Say how many lines in the records contain the string "head". Nothing but the number should be given.

═══ Supplied data

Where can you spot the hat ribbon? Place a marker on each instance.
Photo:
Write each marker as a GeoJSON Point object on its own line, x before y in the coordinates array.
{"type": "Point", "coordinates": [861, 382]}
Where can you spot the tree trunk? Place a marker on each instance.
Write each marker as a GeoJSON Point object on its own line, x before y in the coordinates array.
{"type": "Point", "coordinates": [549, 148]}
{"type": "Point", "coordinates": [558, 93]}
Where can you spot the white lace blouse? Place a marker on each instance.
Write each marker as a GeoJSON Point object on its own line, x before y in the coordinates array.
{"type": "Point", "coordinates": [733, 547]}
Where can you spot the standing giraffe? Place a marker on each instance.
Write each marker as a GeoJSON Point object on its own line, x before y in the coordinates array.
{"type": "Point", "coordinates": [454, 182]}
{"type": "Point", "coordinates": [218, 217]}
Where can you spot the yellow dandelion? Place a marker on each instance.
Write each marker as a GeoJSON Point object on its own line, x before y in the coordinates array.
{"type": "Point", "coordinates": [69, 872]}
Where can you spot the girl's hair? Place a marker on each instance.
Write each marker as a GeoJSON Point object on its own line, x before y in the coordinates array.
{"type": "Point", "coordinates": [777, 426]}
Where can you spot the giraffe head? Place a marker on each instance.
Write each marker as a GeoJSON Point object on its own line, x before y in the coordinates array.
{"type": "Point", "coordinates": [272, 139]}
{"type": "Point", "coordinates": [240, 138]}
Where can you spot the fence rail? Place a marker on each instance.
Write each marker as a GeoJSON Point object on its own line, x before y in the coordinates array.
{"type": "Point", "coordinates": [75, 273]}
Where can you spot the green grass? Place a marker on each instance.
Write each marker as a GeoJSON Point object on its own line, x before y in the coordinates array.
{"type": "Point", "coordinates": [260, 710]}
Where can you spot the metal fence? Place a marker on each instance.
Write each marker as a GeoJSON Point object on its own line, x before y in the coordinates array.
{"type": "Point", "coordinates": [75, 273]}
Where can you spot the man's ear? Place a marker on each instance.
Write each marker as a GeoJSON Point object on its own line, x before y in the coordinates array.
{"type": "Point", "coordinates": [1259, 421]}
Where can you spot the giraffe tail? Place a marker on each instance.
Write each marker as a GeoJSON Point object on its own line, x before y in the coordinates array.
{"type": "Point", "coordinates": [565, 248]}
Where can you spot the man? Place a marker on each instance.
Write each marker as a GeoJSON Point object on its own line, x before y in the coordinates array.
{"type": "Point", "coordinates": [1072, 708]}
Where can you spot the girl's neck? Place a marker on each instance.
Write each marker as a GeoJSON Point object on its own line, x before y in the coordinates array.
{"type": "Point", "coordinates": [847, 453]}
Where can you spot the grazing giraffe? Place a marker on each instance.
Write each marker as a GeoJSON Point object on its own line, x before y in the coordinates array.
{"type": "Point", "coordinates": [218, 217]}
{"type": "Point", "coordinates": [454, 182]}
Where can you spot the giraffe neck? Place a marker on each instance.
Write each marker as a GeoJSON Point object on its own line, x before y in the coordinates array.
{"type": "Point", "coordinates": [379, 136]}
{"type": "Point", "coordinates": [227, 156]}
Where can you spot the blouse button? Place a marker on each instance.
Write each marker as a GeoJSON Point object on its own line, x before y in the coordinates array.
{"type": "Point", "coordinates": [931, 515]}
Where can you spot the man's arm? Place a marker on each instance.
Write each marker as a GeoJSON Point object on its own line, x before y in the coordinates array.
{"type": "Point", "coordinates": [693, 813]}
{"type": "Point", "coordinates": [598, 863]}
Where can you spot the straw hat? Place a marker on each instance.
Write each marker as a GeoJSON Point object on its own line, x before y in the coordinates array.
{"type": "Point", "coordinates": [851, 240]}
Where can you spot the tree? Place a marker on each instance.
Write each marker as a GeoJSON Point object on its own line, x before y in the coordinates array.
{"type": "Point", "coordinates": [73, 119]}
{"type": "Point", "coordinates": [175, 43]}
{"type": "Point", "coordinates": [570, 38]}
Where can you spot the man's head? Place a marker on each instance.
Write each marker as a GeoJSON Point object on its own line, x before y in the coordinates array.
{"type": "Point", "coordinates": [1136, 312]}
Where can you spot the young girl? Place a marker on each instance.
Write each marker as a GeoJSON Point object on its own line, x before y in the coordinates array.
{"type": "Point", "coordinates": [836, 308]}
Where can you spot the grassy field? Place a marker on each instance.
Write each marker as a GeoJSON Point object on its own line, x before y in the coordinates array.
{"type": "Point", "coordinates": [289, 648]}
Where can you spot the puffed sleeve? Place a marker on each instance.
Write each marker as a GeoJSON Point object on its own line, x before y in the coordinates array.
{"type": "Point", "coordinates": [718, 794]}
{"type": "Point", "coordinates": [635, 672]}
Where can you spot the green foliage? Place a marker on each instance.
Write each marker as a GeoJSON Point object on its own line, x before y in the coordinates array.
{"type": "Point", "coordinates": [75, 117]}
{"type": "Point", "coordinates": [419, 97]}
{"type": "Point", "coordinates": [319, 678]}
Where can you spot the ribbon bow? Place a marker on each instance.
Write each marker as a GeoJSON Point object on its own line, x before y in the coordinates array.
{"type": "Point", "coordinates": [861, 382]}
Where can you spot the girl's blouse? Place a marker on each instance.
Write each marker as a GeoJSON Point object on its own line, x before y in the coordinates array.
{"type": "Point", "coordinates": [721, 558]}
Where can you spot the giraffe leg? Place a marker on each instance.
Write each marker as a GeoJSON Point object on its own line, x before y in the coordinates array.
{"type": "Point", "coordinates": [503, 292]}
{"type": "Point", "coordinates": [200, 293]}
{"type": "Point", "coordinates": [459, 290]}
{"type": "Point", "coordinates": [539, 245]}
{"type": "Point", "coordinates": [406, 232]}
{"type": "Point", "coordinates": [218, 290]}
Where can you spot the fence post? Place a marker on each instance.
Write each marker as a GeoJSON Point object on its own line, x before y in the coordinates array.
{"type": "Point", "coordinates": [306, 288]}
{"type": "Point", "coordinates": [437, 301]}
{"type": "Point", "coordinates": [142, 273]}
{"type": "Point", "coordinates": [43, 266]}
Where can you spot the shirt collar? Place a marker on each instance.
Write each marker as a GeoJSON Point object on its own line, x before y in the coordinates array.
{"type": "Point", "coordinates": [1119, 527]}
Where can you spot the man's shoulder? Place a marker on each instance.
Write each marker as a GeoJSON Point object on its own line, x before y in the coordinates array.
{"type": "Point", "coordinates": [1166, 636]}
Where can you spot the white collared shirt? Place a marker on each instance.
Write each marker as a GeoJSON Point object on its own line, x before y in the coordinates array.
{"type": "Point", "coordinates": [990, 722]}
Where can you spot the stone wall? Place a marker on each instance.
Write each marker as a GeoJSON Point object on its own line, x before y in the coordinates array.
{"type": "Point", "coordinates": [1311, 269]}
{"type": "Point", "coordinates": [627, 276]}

══════

* **Response**
2